Saved entries

=== Begin Enclosure ===

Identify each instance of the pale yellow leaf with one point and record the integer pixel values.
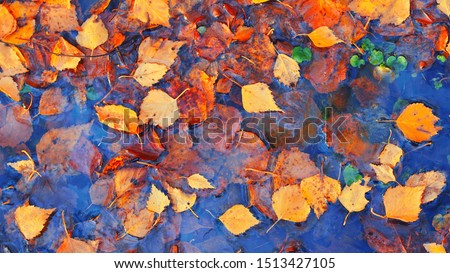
(31, 220)
(159, 107)
(258, 98)
(157, 201)
(238, 219)
(198, 181)
(433, 181)
(93, 33)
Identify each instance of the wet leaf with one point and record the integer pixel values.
(238, 219)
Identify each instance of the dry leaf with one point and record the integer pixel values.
(147, 74)
(434, 248)
(70, 245)
(155, 12)
(9, 87)
(388, 11)
(289, 204)
(93, 33)
(384, 173)
(390, 155)
(62, 50)
(319, 189)
(324, 37)
(118, 117)
(157, 201)
(403, 203)
(139, 225)
(238, 219)
(417, 122)
(159, 107)
(198, 181)
(433, 181)
(286, 70)
(258, 98)
(181, 201)
(31, 220)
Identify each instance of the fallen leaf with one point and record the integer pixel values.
(118, 117)
(139, 225)
(157, 201)
(155, 12)
(238, 219)
(147, 74)
(286, 70)
(417, 122)
(258, 98)
(10, 88)
(159, 107)
(384, 173)
(388, 11)
(31, 220)
(181, 201)
(70, 245)
(434, 248)
(93, 33)
(433, 181)
(290, 205)
(319, 189)
(403, 203)
(198, 181)
(62, 51)
(390, 155)
(324, 37)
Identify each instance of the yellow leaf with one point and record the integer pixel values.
(384, 173)
(289, 204)
(434, 248)
(11, 61)
(147, 74)
(417, 122)
(9, 87)
(70, 245)
(31, 220)
(238, 219)
(433, 181)
(118, 117)
(390, 155)
(9, 24)
(286, 70)
(159, 51)
(324, 37)
(403, 203)
(155, 12)
(62, 50)
(353, 197)
(157, 201)
(181, 201)
(93, 33)
(139, 225)
(258, 98)
(444, 6)
(319, 189)
(198, 181)
(159, 107)
(388, 11)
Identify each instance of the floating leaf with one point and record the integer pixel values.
(258, 98)
(417, 122)
(433, 181)
(198, 181)
(286, 70)
(31, 220)
(238, 219)
(403, 203)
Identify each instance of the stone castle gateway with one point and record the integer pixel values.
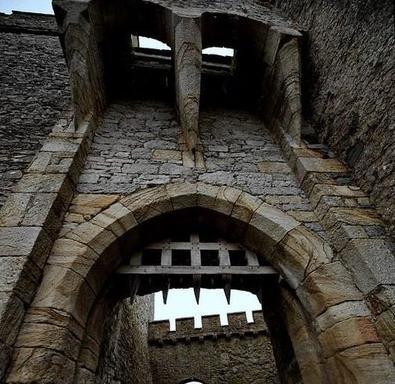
(128, 170)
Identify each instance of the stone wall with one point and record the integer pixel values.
(137, 146)
(239, 353)
(34, 90)
(125, 355)
(349, 94)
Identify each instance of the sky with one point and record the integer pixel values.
(39, 6)
(181, 302)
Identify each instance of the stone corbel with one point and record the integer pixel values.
(82, 55)
(187, 46)
(282, 84)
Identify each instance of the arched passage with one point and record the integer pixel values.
(319, 309)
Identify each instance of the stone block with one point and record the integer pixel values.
(72, 254)
(65, 290)
(273, 167)
(62, 144)
(385, 324)
(371, 261)
(117, 219)
(206, 195)
(299, 253)
(19, 275)
(341, 312)
(96, 237)
(167, 155)
(27, 209)
(41, 365)
(91, 204)
(304, 165)
(226, 199)
(182, 195)
(148, 203)
(328, 285)
(52, 183)
(320, 190)
(36, 335)
(244, 207)
(31, 242)
(363, 364)
(12, 311)
(351, 216)
(346, 334)
(266, 228)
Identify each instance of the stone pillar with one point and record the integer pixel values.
(187, 46)
(81, 49)
(282, 85)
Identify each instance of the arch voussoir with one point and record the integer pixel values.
(81, 262)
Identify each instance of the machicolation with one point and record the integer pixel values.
(127, 171)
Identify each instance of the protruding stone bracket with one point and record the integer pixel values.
(81, 49)
(282, 84)
(187, 48)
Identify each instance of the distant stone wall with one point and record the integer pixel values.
(348, 85)
(125, 355)
(34, 90)
(239, 353)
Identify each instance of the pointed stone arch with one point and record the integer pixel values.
(50, 342)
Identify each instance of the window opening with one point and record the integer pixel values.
(148, 42)
(181, 257)
(238, 258)
(209, 257)
(219, 51)
(151, 257)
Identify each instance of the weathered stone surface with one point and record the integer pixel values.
(117, 219)
(56, 338)
(27, 209)
(340, 312)
(50, 183)
(50, 366)
(299, 254)
(11, 314)
(167, 155)
(318, 292)
(25, 241)
(349, 94)
(96, 237)
(267, 227)
(148, 203)
(366, 363)
(188, 352)
(348, 333)
(274, 167)
(313, 164)
(371, 261)
(35, 93)
(385, 323)
(62, 297)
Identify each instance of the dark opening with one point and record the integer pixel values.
(237, 258)
(180, 257)
(209, 257)
(151, 257)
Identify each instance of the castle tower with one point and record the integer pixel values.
(177, 168)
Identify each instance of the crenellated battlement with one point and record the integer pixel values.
(238, 326)
(28, 22)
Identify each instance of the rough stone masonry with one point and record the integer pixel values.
(108, 148)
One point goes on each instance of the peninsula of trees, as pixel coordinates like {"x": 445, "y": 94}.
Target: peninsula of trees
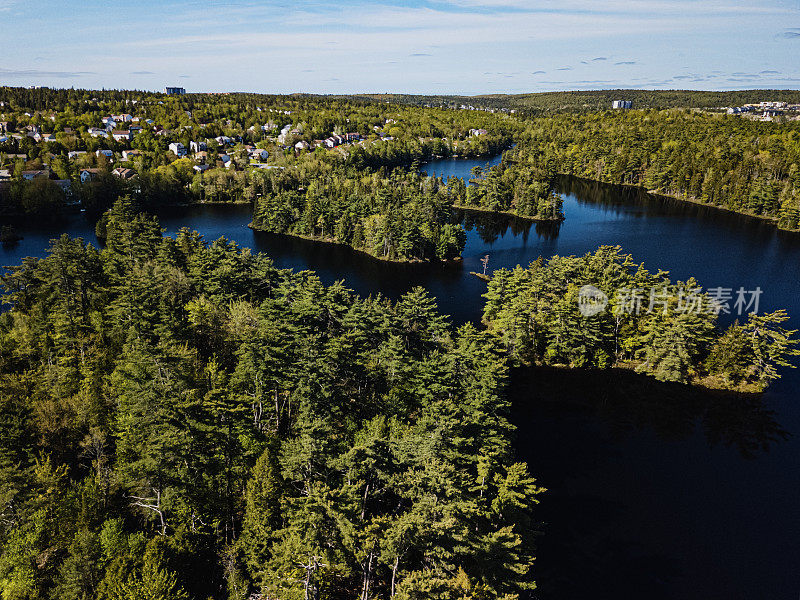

=== End Enclosure ===

● **Goal of the exercise**
Exactly as written, set down the lines from the line holding "Identify each instance of the distant" to the last line of the data, both ends included, pictures excluded.

● **Finished task**
Identify each instance of the distant stone wall with one point and record the integer pixel values.
(348, 85)
(125, 355)
(34, 90)
(239, 353)
Identify each instance of the pointed stone arch with one point and record the integer pixel values.
(50, 342)
Identify each instance of the window opening with one point and record the integer pixel values.
(148, 42)
(181, 257)
(238, 258)
(209, 257)
(219, 51)
(151, 257)
Identify each instance of the weathered stone surface with one point and record the integer pixel values.
(117, 219)
(56, 338)
(27, 209)
(340, 312)
(50, 183)
(50, 366)
(299, 254)
(11, 314)
(167, 155)
(318, 292)
(25, 241)
(349, 94)
(96, 237)
(267, 227)
(148, 203)
(366, 363)
(188, 352)
(348, 333)
(274, 167)
(313, 164)
(371, 261)
(35, 93)
(385, 323)
(62, 297)
Identify each instance of the dark opening with one point and record the integer pixel values.
(237, 258)
(180, 257)
(209, 257)
(151, 257)
Identify each instance of the castle tower with one point and record the integer pixel values.
(177, 168)
Identify each instance of the crenellated battlement with one point and record the integer pixel values.
(238, 326)
(28, 22)
Identify each instance of the rough stone masonry with one point and record the integer pixel values.
(108, 148)
One point goes on each instance of the peninsula of trees, as pixel coordinates like {"x": 445, "y": 94}.
Target: peninsula of trees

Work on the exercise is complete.